SELECTED EXCERPT:
Should You Use Digital Twins?

Resource Type: Blog |

Practical Application of Digital Twin Technology

You may have heard about digital twins and wondered if they could be useful in your plant or manufacturing operation. In this article, we’ll offer practical application examples of digital twins and explain how this technology can reduce time, effort, and risk.

First, we’ll start by defining digital twin technology.

What Is a Digital Twin?

A digital twin is an exact, digital replication of a real-world product, system, or process. However, unlike a simulation, a digital twin replicates physical parameters, behavior, and function of a real-world system. This makes digital twins extremely useful for design and development, startup and commissioning, testing changes or upgrades, and troubleshooting.

What Does This Mean for Manufacturers?

Why should you use a digital twin when you’re creating, modifying, or analyzing a product or process? As previously mentioned, digital twin technology allows you to mimic real-world function and behavior. This means that when you’re running a scenario, you can get same outcome or behavior that the real-world system would exhibit. And, you can do all of that without creating or making changes to the physical system itself.

When the design or modification is nailed down, you can implement it without the uncertainties, troubleshooting, and rework time.

Using Digital Twins During the Development Process

During product or process development, digital twins can be indispensable for optimizing the product design or process flow. Using this technology, designers can test blueprints to determine which one best meets the criteria for fit, form, and function. This testing capability ensures that there are minimal last-minute changes during production or implementation.

ENTRIES PROVIDED:
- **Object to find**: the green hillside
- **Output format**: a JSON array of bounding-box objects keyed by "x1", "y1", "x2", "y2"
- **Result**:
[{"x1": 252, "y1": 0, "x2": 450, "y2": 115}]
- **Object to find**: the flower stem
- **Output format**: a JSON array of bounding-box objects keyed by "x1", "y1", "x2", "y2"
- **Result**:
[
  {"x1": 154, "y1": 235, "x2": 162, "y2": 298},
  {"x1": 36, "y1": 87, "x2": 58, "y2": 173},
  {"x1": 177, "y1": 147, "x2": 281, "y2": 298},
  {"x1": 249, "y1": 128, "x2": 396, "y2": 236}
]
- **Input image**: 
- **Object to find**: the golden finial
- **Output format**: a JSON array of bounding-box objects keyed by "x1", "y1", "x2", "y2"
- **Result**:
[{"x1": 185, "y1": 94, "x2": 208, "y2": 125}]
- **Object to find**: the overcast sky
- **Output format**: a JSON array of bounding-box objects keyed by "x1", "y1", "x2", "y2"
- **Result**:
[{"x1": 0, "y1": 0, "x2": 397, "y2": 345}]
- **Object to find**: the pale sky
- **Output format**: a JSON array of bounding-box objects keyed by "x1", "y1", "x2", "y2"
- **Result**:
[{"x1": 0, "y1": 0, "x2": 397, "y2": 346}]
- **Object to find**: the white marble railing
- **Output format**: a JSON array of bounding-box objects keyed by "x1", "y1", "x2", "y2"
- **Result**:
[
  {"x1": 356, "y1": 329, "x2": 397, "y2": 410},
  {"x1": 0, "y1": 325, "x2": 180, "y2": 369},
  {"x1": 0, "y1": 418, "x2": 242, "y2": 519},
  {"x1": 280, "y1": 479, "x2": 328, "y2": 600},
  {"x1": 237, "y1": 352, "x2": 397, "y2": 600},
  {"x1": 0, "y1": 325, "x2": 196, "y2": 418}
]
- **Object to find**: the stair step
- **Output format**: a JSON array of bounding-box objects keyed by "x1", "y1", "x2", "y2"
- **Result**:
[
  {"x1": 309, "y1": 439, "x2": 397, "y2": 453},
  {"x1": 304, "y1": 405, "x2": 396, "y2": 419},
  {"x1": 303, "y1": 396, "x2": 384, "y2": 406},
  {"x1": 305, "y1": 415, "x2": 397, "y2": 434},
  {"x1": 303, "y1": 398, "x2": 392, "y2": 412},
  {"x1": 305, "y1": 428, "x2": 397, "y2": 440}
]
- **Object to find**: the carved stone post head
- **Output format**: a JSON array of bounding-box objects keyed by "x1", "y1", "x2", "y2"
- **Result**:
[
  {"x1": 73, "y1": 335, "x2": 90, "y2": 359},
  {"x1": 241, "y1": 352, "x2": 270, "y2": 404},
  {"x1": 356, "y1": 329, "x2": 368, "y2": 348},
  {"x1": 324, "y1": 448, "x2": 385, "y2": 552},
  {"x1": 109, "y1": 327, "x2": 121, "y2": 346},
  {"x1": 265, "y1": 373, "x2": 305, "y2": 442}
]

EXERCISE AIM:
Reproduce the digital twins article starting with "During product or" and going on through "production or implementation.", and switch "designers" to "engineers". The rows were taken from a separate source.

EXERCISE RESPONSE:
During product or process development, digital twins can be indispensable for optimizing the product design or process flow. Using this technology, engineers can test blueprints to determine which one best meets the criteria for fit, form, and function. This testing capability ensures that there are minimal last-minute changes during production or implementation.